WORK TO BE COMPLETED >> Beginning with the line that contains "Objective: one point per instance of the ear", print each line to the end of the data exactly. Omit the pictures.

DATA PROVIDED >>
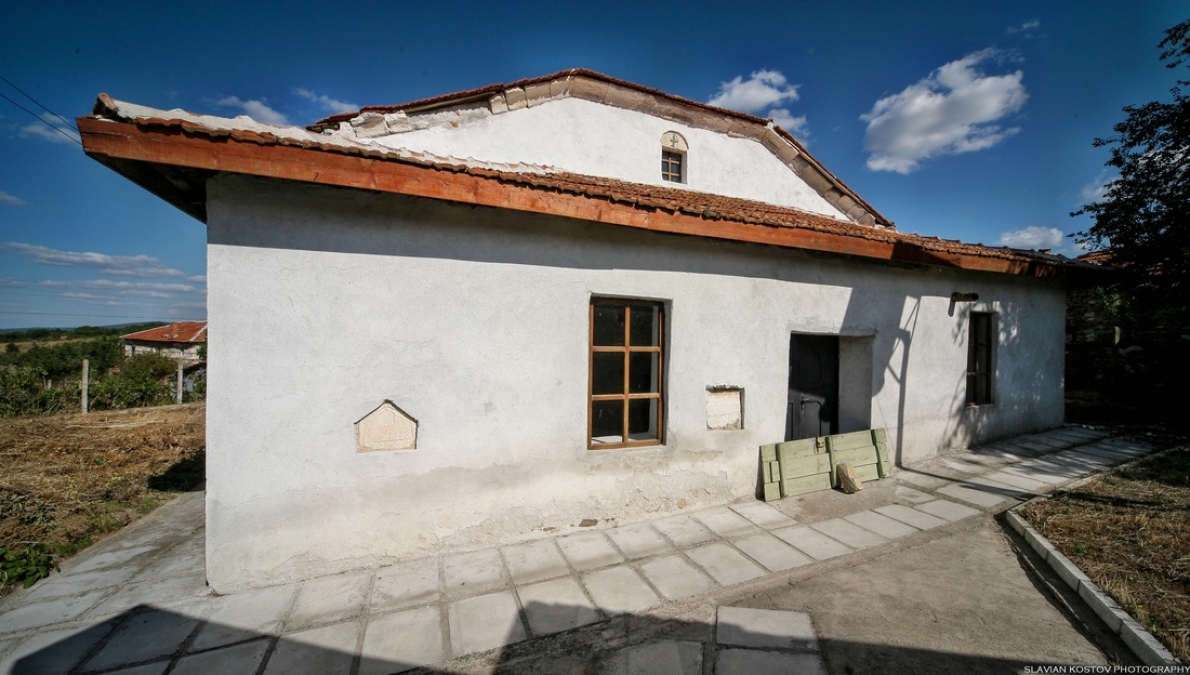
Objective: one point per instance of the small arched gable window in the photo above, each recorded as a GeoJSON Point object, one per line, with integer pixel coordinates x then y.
{"type": "Point", "coordinates": [674, 150]}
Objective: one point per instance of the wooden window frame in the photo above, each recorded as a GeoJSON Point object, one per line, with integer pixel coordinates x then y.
{"type": "Point", "coordinates": [672, 167]}
{"type": "Point", "coordinates": [626, 395]}
{"type": "Point", "coordinates": [981, 375]}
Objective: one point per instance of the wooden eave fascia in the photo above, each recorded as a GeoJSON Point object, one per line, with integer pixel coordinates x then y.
{"type": "Point", "coordinates": [117, 144]}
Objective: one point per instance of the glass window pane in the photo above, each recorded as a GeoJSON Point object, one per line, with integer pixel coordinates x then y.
{"type": "Point", "coordinates": [607, 422]}
{"type": "Point", "coordinates": [643, 419]}
{"type": "Point", "coordinates": [607, 376]}
{"type": "Point", "coordinates": [643, 373]}
{"type": "Point", "coordinates": [645, 324]}
{"type": "Point", "coordinates": [608, 325]}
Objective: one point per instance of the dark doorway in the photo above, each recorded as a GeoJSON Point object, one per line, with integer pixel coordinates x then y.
{"type": "Point", "coordinates": [813, 386]}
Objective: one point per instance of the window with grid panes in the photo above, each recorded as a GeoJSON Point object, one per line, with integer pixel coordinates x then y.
{"type": "Point", "coordinates": [625, 401]}
{"type": "Point", "coordinates": [671, 167]}
{"type": "Point", "coordinates": [981, 358]}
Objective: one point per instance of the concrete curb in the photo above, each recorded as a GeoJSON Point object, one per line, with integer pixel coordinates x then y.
{"type": "Point", "coordinates": [1147, 648]}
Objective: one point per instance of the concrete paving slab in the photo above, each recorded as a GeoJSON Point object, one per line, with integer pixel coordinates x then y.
{"type": "Point", "coordinates": [534, 561]}
{"type": "Point", "coordinates": [978, 495]}
{"type": "Point", "coordinates": [145, 636]}
{"type": "Point", "coordinates": [146, 669]}
{"type": "Point", "coordinates": [812, 542]}
{"type": "Point", "coordinates": [849, 533]}
{"type": "Point", "coordinates": [913, 517]}
{"type": "Point", "coordinates": [676, 577]}
{"type": "Point", "coordinates": [329, 650]}
{"type": "Point", "coordinates": [406, 585]}
{"type": "Point", "coordinates": [882, 525]}
{"type": "Point", "coordinates": [402, 641]}
{"type": "Point", "coordinates": [77, 582]}
{"type": "Point", "coordinates": [244, 616]}
{"type": "Point", "coordinates": [662, 657]}
{"type": "Point", "coordinates": [947, 510]}
{"type": "Point", "coordinates": [772, 552]}
{"type": "Point", "coordinates": [54, 650]}
{"type": "Point", "coordinates": [763, 514]}
{"type": "Point", "coordinates": [483, 623]}
{"type": "Point", "coordinates": [751, 662]}
{"type": "Point", "coordinates": [177, 591]}
{"type": "Point", "coordinates": [244, 657]}
{"type": "Point", "coordinates": [726, 523]}
{"type": "Point", "coordinates": [910, 494]}
{"type": "Point", "coordinates": [620, 591]}
{"type": "Point", "coordinates": [589, 550]}
{"type": "Point", "coordinates": [118, 557]}
{"type": "Point", "coordinates": [922, 480]}
{"type": "Point", "coordinates": [684, 531]}
{"type": "Point", "coordinates": [725, 564]}
{"type": "Point", "coordinates": [49, 612]}
{"type": "Point", "coordinates": [639, 541]}
{"type": "Point", "coordinates": [1015, 480]}
{"type": "Point", "coordinates": [1046, 470]}
{"type": "Point", "coordinates": [474, 573]}
{"type": "Point", "coordinates": [765, 629]}
{"type": "Point", "coordinates": [330, 599]}
{"type": "Point", "coordinates": [557, 605]}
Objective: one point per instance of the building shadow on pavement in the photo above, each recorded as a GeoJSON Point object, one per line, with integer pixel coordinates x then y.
{"type": "Point", "coordinates": [148, 641]}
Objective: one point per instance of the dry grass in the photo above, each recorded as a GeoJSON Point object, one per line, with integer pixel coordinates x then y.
{"type": "Point", "coordinates": [1129, 532]}
{"type": "Point", "coordinates": [67, 480]}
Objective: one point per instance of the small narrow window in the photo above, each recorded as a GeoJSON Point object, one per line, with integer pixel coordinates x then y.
{"type": "Point", "coordinates": [674, 151]}
{"type": "Point", "coordinates": [626, 360]}
{"type": "Point", "coordinates": [981, 358]}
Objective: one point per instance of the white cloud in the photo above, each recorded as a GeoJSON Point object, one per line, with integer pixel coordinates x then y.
{"type": "Point", "coordinates": [123, 287]}
{"type": "Point", "coordinates": [761, 91]}
{"type": "Point", "coordinates": [1025, 27]}
{"type": "Point", "coordinates": [260, 111]}
{"type": "Point", "coordinates": [327, 104]}
{"type": "Point", "coordinates": [1097, 188]}
{"type": "Point", "coordinates": [1033, 237]}
{"type": "Point", "coordinates": [57, 135]}
{"type": "Point", "coordinates": [785, 119]}
{"type": "Point", "coordinates": [144, 267]}
{"type": "Point", "coordinates": [950, 112]}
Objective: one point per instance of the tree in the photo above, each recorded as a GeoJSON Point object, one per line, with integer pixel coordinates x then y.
{"type": "Point", "coordinates": [1142, 217]}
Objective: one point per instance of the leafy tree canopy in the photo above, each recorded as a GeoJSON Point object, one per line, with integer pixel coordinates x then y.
{"type": "Point", "coordinates": [1142, 217]}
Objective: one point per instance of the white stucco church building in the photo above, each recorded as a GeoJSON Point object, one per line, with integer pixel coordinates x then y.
{"type": "Point", "coordinates": [567, 300]}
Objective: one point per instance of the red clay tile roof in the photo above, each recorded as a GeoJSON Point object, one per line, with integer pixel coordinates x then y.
{"type": "Point", "coordinates": [594, 86]}
{"type": "Point", "coordinates": [177, 332]}
{"type": "Point", "coordinates": [173, 156]}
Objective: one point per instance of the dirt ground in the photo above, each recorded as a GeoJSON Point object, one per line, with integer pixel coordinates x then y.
{"type": "Point", "coordinates": [68, 480]}
{"type": "Point", "coordinates": [1129, 531]}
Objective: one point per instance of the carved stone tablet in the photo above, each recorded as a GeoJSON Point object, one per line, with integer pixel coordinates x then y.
{"type": "Point", "coordinates": [387, 427]}
{"type": "Point", "coordinates": [725, 407]}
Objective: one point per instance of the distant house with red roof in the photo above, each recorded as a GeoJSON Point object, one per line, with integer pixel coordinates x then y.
{"type": "Point", "coordinates": [180, 339]}
{"type": "Point", "coordinates": [463, 320]}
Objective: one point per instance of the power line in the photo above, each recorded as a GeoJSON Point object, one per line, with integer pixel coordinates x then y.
{"type": "Point", "coordinates": [64, 120]}
{"type": "Point", "coordinates": [39, 118]}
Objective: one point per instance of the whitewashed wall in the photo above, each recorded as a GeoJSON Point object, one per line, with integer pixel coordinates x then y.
{"type": "Point", "coordinates": [324, 302]}
{"type": "Point", "coordinates": [596, 139]}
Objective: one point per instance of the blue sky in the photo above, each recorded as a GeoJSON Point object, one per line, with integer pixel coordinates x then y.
{"type": "Point", "coordinates": [962, 120]}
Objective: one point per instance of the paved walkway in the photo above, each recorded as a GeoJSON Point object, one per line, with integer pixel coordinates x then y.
{"type": "Point", "coordinates": [136, 604]}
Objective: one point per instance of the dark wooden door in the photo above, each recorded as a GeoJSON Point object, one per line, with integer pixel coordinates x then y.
{"type": "Point", "coordinates": [813, 386]}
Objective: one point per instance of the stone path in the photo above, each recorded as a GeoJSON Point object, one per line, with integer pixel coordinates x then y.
{"type": "Point", "coordinates": [137, 605]}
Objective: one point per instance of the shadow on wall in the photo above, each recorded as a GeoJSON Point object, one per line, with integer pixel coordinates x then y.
{"type": "Point", "coordinates": [1022, 386]}
{"type": "Point", "coordinates": [151, 641]}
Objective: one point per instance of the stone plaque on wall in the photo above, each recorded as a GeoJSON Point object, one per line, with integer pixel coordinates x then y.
{"type": "Point", "coordinates": [725, 407]}
{"type": "Point", "coordinates": [387, 427]}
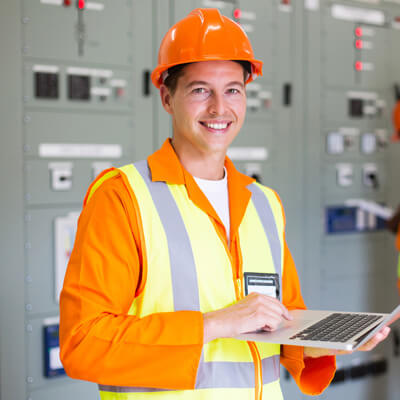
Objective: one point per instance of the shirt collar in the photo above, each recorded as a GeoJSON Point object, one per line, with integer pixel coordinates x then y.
{"type": "Point", "coordinates": [165, 166]}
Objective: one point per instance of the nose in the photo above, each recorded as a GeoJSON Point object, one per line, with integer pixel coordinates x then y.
{"type": "Point", "coordinates": [216, 104]}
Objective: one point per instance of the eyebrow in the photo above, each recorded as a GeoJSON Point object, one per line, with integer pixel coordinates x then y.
{"type": "Point", "coordinates": [195, 83]}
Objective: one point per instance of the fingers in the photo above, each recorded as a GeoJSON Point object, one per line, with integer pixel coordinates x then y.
{"type": "Point", "coordinates": [269, 311]}
{"type": "Point", "coordinates": [376, 339]}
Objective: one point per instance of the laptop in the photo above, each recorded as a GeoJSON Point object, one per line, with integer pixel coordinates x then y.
{"type": "Point", "coordinates": [326, 329]}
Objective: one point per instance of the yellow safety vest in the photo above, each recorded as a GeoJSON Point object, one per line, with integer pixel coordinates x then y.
{"type": "Point", "coordinates": [188, 268]}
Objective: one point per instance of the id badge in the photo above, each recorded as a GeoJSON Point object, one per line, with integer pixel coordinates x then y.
{"type": "Point", "coordinates": [267, 284]}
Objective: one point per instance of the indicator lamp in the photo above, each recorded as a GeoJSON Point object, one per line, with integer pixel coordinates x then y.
{"type": "Point", "coordinates": [359, 44]}
{"type": "Point", "coordinates": [358, 31]}
{"type": "Point", "coordinates": [237, 13]}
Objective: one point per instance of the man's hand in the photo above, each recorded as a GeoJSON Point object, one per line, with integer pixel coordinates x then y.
{"type": "Point", "coordinates": [256, 311]}
{"type": "Point", "coordinates": [315, 352]}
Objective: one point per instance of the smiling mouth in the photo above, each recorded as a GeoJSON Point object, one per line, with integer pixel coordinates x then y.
{"type": "Point", "coordinates": [216, 126]}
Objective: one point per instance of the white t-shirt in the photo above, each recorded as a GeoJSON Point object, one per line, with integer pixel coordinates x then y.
{"type": "Point", "coordinates": [217, 194]}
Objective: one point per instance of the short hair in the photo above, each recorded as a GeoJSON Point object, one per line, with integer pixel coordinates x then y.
{"type": "Point", "coordinates": [175, 72]}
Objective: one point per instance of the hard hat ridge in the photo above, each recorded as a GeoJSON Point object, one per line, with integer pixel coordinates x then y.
{"type": "Point", "coordinates": [204, 35]}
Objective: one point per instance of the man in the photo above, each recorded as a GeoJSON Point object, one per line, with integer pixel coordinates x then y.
{"type": "Point", "coordinates": [154, 290]}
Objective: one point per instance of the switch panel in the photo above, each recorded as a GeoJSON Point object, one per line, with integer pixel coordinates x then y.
{"type": "Point", "coordinates": [344, 174]}
{"type": "Point", "coordinates": [52, 362]}
{"type": "Point", "coordinates": [368, 143]}
{"type": "Point", "coordinates": [78, 87]}
{"type": "Point", "coordinates": [60, 176]}
{"type": "Point", "coordinates": [370, 176]}
{"type": "Point", "coordinates": [46, 85]}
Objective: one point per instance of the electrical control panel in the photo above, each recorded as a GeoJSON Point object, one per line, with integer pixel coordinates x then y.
{"type": "Point", "coordinates": [317, 130]}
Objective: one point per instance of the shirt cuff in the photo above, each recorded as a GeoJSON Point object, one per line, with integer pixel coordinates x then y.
{"type": "Point", "coordinates": [312, 375]}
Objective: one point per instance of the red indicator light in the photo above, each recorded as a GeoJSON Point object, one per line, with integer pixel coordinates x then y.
{"type": "Point", "coordinates": [359, 44]}
{"type": "Point", "coordinates": [237, 13]}
{"type": "Point", "coordinates": [358, 66]}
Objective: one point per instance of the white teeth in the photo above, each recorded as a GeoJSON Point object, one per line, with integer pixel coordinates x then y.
{"type": "Point", "coordinates": [217, 126]}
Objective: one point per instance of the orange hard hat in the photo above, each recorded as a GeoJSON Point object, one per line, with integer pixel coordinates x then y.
{"type": "Point", "coordinates": [204, 35]}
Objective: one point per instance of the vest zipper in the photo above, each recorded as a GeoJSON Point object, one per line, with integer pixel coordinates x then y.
{"type": "Point", "coordinates": [258, 389]}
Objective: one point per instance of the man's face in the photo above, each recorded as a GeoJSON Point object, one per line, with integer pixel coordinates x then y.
{"type": "Point", "coordinates": [208, 107]}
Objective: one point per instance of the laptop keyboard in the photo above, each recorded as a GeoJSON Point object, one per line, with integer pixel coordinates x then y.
{"type": "Point", "coordinates": [337, 327]}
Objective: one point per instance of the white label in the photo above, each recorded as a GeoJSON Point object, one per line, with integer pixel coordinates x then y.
{"type": "Point", "coordinates": [353, 14]}
{"type": "Point", "coordinates": [117, 82]}
{"type": "Point", "coordinates": [249, 15]}
{"type": "Point", "coordinates": [368, 31]}
{"type": "Point", "coordinates": [100, 73]}
{"type": "Point", "coordinates": [54, 358]}
{"type": "Point", "coordinates": [345, 130]}
{"type": "Point", "coordinates": [51, 321]}
{"type": "Point", "coordinates": [367, 45]}
{"type": "Point", "coordinates": [52, 69]}
{"type": "Point", "coordinates": [100, 166]}
{"type": "Point", "coordinates": [344, 174]}
{"type": "Point", "coordinates": [52, 2]}
{"type": "Point", "coordinates": [369, 1]}
{"type": "Point", "coordinates": [362, 95]}
{"type": "Point", "coordinates": [368, 66]}
{"type": "Point", "coordinates": [368, 143]}
{"type": "Point", "coordinates": [248, 153]}
{"type": "Point", "coordinates": [64, 237]}
{"type": "Point", "coordinates": [64, 150]}
{"type": "Point", "coordinates": [285, 7]}
{"type": "Point", "coordinates": [91, 5]}
{"type": "Point", "coordinates": [247, 27]}
{"type": "Point", "coordinates": [96, 91]}
{"type": "Point", "coordinates": [335, 143]}
{"type": "Point", "coordinates": [311, 5]}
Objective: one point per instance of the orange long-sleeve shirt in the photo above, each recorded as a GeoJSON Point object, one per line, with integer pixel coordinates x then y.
{"type": "Point", "coordinates": [100, 342]}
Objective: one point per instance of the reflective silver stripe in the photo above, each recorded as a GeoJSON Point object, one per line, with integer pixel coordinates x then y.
{"type": "Point", "coordinates": [184, 280]}
{"type": "Point", "coordinates": [213, 374]}
{"type": "Point", "coordinates": [129, 389]}
{"type": "Point", "coordinates": [267, 219]}
{"type": "Point", "coordinates": [223, 374]}
{"type": "Point", "coordinates": [219, 375]}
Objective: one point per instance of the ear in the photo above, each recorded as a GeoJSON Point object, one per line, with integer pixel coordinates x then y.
{"type": "Point", "coordinates": [166, 98]}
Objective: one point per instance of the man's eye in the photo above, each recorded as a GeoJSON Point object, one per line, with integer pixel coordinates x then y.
{"type": "Point", "coordinates": [199, 90]}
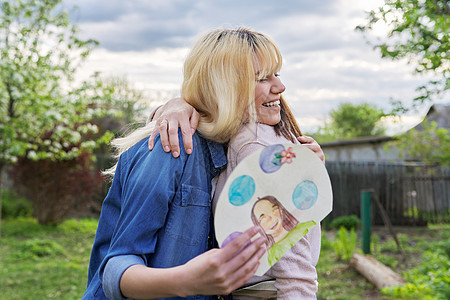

RESPONSE AREA >>
Objective: one point per instance of the ear in the photo above, each recorded as a GeoJSON Point object, one per line, with integer pixel coordinates x then y.
{"type": "Point", "coordinates": [166, 98]}
Objective: one point per instance of the man's eye in the photo above, each recorded as a GeoJSON Point object, one per line, with integer pixel coordinates x then y.
{"type": "Point", "coordinates": [199, 90]}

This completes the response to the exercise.